#### To be done:
Please retype each of the rows below word for word, and leave the pictures out of your answer.

►

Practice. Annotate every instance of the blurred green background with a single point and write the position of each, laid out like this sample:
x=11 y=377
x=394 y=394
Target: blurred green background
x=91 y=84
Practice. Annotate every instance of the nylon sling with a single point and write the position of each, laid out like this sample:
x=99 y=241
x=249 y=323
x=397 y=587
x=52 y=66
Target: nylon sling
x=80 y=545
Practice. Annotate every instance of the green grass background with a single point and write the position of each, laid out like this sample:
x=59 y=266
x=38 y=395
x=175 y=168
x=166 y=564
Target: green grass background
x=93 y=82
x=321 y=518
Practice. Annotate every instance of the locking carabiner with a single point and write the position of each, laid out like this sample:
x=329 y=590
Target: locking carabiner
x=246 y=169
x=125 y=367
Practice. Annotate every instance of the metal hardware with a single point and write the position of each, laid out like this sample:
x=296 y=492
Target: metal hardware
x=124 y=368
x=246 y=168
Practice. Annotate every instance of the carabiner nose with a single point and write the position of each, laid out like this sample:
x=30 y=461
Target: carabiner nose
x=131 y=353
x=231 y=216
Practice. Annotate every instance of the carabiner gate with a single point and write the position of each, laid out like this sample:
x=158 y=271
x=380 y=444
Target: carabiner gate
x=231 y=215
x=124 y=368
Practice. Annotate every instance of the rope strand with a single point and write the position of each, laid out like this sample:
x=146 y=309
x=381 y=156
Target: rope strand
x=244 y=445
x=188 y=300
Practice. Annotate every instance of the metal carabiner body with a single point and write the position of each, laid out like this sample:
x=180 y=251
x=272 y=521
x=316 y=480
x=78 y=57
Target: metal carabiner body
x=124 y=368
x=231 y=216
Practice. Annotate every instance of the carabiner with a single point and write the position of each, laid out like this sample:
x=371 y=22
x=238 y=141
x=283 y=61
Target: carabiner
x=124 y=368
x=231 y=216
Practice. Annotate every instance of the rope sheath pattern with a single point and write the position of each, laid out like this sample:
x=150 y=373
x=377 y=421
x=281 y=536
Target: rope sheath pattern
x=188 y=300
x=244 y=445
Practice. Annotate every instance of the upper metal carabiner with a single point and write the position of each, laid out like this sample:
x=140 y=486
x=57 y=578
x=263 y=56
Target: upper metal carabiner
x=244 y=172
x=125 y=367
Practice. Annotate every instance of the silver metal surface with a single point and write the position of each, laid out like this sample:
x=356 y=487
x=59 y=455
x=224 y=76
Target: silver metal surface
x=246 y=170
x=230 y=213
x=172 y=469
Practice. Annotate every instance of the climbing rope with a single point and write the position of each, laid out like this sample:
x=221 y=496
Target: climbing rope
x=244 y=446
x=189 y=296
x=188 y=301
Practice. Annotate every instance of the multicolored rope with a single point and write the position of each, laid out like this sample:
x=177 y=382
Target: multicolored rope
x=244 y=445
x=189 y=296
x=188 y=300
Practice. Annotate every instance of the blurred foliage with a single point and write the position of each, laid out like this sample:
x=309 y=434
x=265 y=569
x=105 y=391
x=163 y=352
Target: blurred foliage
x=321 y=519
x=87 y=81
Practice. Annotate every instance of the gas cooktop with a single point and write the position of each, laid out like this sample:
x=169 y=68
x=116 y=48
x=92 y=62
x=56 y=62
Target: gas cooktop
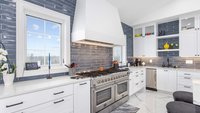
x=94 y=74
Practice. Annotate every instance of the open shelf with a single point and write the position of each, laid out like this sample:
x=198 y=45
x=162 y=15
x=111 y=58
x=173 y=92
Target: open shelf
x=168 y=36
x=149 y=30
x=138 y=32
x=167 y=50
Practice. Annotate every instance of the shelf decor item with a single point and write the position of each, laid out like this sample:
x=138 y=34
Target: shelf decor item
x=166 y=46
x=7 y=69
x=72 y=69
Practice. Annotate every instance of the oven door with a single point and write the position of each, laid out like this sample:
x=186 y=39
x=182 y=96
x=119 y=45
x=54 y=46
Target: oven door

◄

#### Solution to this problem:
Practice. Annotate every instance of the blurred green background with a single point and write the position of each, laid out like this sample:
x=11 y=377
x=394 y=394
Target: blurred green background
x=91 y=84
Practice. Annotate every instance of the nylon sling with a single point and write the position of each, laid out like this sample:
x=99 y=241
x=249 y=323
x=397 y=587
x=52 y=66
Target: nylon sling
x=80 y=545
Practice. Annotate every instance of the green grass background with a single point and write the position of each, laid out like this sample:
x=59 y=266
x=38 y=395
x=175 y=168
x=166 y=564
Target: green grass background
x=93 y=82
x=321 y=518
Practice. Annotate every instance of the locking carabiner with a single point and write the position of each, laid out like this sample:
x=329 y=590
Target: locking carabiner
x=246 y=169
x=125 y=367
Practice. Annotate every instance of the metal hardware with a single point and write the position of each, laid out like this sample:
x=296 y=492
Target: metal hardware
x=124 y=368
x=246 y=168
Practice. Annotate every instance of the carabiner nose with a single point and write the position of each, laid out like this sample:
x=30 y=461
Target: carabiner nose
x=131 y=353
x=231 y=216
Practice. Annotate every instance of the carabiner gate with a single point and write the position of each, laid out like this sample:
x=158 y=271
x=380 y=444
Target: carabiner gate
x=231 y=215
x=124 y=368
Practice. Annotate every instance of the rope strand with a single point and write the position of each, laid out like this sample:
x=146 y=309
x=381 y=156
Target: rope strand
x=244 y=445
x=188 y=300
Practice. Annotate every instance of the metal carabiner body with a single point and write the position of each, laid out like this sample:
x=180 y=251
x=272 y=521
x=316 y=480
x=78 y=57
Target: metal carabiner body
x=124 y=368
x=231 y=216
Practice. Annotate every instance of the carabiner with a single point and write the position of each, laid out like this sample:
x=371 y=22
x=238 y=141
x=283 y=61
Target: carabiner
x=124 y=368
x=231 y=216
Practice. Annotate every instance of the rope sheath pattern with a single point and write the position of each, laid out like this sample:
x=150 y=373
x=377 y=421
x=281 y=536
Target: rope sheath pattern
x=188 y=300
x=244 y=445
Practice. Annotate every instance of the upper metal carabiner with a single point and write the position of each, laid out like this sample:
x=140 y=486
x=57 y=578
x=263 y=56
Target: upper metal carabiner
x=244 y=172
x=125 y=367
Practice. Annotate every instance of the silver metal surface with a single point and write the position of each, laid out like this sample:
x=356 y=487
x=59 y=455
x=224 y=76
Target: silver metal surface
x=246 y=170
x=230 y=213
x=172 y=469
Practice. Annotate every instance of the climbing rope with a single point and write the position of each, laid out like this sample:
x=221 y=496
Target: climbing rope
x=244 y=446
x=189 y=296
x=188 y=301
Practice. Annotate every instance of the multicolored rope with a single point and write the position of each, laid out like this sample:
x=177 y=382
Target: multicolored rope
x=244 y=445
x=189 y=296
x=188 y=300
Practice. Annotate every instance of the blurred foliage with a single point and write the position of each, laid out like this sample:
x=309 y=434
x=265 y=569
x=105 y=391
x=163 y=352
Target: blurred foliage
x=321 y=519
x=87 y=81
Practice. Annotate every instance of the gas cooktop with a single point and write the position of each, laid out like this sample:
x=169 y=68
x=116 y=48
x=92 y=62
x=56 y=62
Target: gas cooktop
x=94 y=74
Practice. Annotate every instance of the open shelf with a single point and write the position of each, laid out like this sample:
x=198 y=45
x=162 y=15
x=111 y=58
x=173 y=92
Target: open shelf
x=168 y=36
x=149 y=30
x=138 y=32
x=167 y=50
Practice. Annotate every instance of the shelf decor item with a single point and write the position of each, laid out like this sample:
x=138 y=34
Target: shelf decor item
x=166 y=46
x=7 y=69
x=72 y=69
Practice. Annotate every instance of the oven door with a single point and write the position of each, laid out like this sample:
x=186 y=39
x=182 y=96
x=119 y=45
x=54 y=46
Target: oven door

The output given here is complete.